Study of three classical formal models of computation--finite state machines, context-free grammars, and Turing machines--and the corresponding families of formal languages. Power and limitations of each model. Parsing. Non-determinism. The Halting Problem and undecidability. The classes P and NP, and NP-completeness. 3 credit hours.

Grade of C- or better in CSC 226 Discrete Mathematics.

Upon successful completion of this course, a student will be able to...

1. Automata Theory:
1. Develop skill at stating and proving mathematical statements about formal models of computation.
2. Define formal languages and explain how they can be generated by different automata.
3. Synthesize finite and pushdown automata with specific properties.
4. Convert among multiple representations of finite and pushdown automata.
5. Prove particular problems cannot be solved by finite or pushdown automata using the Pumping Lemma or the closure properties of regular and/or context-free languages.
2. Computability Theory:
1. Define Turing machines and their variants as models of computation.

__EXERCISE__. What minimum grade in CSC 226 Discrete Mathematics does the course description require? The listing that comes next is from an unrelated source.

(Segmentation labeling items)
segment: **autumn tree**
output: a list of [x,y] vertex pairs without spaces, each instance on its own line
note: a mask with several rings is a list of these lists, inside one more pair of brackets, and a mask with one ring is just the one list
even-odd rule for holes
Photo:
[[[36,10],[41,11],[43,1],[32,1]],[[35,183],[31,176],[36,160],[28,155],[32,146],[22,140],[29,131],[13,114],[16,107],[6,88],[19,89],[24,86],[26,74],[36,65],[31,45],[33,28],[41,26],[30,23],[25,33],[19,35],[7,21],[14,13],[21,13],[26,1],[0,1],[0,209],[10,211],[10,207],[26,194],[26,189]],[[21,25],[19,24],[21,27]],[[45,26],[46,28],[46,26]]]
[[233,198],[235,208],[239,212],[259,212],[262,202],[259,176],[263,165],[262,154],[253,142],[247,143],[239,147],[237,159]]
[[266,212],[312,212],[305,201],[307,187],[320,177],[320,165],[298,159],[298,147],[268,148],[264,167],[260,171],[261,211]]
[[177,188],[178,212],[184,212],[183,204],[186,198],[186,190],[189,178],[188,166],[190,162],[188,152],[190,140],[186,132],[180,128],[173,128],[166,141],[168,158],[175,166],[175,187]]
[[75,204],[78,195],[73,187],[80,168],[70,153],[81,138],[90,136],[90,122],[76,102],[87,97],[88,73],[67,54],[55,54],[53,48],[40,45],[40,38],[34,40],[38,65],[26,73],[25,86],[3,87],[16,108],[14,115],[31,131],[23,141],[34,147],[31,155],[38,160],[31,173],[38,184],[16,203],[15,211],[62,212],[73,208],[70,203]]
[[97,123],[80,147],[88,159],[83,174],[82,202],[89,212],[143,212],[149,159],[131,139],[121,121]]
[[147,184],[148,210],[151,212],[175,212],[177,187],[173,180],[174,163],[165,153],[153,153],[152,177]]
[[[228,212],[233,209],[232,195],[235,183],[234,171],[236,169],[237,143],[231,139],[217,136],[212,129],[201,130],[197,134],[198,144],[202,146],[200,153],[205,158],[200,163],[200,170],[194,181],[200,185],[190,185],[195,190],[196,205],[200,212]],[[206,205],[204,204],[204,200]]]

__COMPLETE ANSWER__. A grade of C- or better.